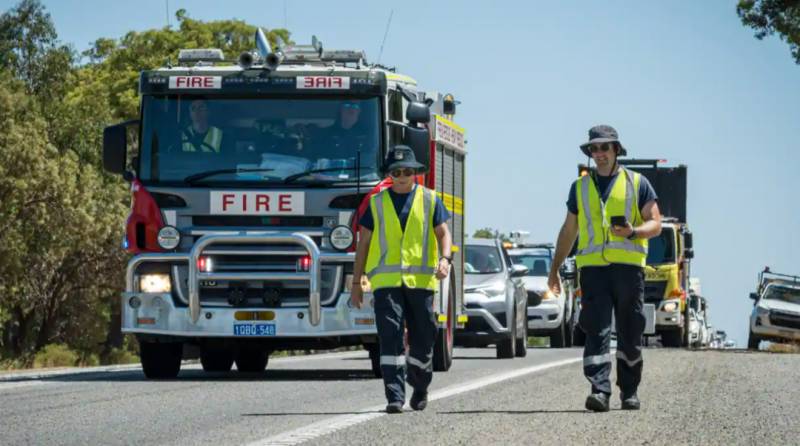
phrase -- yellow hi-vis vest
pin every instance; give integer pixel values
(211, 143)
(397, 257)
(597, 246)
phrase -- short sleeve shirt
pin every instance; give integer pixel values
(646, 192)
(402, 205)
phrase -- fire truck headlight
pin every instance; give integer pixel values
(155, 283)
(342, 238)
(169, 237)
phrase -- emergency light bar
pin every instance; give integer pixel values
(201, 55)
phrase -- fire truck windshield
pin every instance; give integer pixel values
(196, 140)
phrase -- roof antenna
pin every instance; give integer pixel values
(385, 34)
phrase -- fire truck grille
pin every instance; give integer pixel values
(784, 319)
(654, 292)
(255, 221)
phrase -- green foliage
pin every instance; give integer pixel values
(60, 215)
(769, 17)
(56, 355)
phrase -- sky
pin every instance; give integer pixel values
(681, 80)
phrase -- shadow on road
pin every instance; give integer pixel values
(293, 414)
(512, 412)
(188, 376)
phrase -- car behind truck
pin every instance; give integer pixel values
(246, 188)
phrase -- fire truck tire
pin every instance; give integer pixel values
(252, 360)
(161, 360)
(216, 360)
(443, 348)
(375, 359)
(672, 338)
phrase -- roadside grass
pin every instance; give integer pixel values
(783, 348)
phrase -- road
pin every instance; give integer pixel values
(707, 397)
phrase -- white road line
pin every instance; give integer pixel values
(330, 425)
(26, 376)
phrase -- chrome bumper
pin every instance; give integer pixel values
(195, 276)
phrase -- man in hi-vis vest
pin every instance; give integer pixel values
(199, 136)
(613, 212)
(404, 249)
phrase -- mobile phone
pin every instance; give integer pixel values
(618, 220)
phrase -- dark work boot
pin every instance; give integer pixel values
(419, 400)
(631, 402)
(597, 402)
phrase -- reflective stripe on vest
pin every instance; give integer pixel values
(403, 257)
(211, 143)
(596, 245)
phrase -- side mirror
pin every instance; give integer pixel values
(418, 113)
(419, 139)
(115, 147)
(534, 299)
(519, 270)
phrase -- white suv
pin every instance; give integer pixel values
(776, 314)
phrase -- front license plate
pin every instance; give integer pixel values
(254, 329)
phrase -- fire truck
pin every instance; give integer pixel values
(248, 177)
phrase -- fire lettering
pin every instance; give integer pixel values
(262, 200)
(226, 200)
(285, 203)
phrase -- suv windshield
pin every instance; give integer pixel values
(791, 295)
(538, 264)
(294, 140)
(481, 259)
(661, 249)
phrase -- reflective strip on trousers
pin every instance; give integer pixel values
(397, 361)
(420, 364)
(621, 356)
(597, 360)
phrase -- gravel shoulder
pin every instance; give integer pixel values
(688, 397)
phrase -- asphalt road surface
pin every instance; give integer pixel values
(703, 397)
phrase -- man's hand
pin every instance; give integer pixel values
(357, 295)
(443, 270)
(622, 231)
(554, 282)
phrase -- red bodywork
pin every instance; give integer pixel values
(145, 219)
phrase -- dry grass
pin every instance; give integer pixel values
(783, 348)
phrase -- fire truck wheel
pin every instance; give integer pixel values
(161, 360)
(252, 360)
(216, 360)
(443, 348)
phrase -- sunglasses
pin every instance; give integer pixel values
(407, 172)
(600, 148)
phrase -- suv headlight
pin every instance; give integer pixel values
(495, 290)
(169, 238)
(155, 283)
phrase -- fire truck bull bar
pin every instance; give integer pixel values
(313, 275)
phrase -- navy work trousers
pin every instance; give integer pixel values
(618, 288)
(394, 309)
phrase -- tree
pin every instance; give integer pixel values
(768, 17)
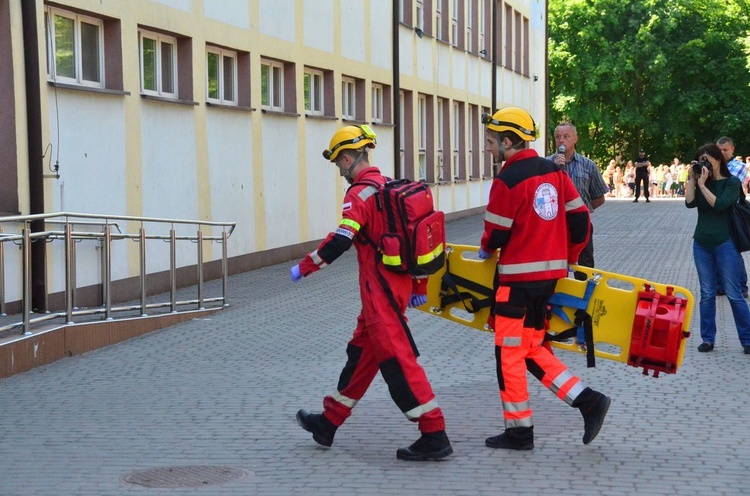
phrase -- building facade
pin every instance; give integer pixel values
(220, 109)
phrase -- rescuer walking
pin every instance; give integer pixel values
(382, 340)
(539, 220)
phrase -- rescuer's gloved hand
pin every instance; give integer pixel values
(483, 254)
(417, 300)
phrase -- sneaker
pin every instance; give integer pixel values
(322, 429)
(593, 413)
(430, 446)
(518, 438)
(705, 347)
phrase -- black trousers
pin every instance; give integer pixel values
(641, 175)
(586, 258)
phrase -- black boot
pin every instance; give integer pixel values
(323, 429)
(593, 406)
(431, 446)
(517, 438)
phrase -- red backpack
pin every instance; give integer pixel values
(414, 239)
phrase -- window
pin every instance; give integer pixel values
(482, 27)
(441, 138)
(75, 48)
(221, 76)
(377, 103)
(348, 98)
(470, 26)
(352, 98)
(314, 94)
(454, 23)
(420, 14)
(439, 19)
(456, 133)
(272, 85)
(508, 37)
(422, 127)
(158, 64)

○ ○ ○ ○ ○

What you should do: Give back, exactly as written, the stretch from the line with "phrase -- mobile phone" through the line with "phrase -- suv windshield", and no other lines from the records above.

Result of this exercise:
phrase -- mobile phone
pin every instance; give integer pixel values
(618, 220)
phrase -- dark work boot
pin every instance; give integer pixel values
(419, 400)
(631, 402)
(597, 402)
phrase -- reflective stripe on vest
pin every instance; give integer pixel values
(403, 257)
(211, 143)
(596, 245)
phrase -- side mirror
pin every instance; give integer pixel values
(418, 113)
(419, 139)
(115, 147)
(534, 299)
(519, 270)
phrase -- white suv
pin every instance; give integer pixel values
(776, 314)
phrase -- front license plate
pin every instance; give integer pixel values
(254, 329)
phrase -- fire truck
pin every instance; give integer pixel values
(248, 177)
phrase -- fire lettering
pin every instance; give integer pixel values
(262, 200)
(226, 200)
(285, 203)
phrase -- suv windshield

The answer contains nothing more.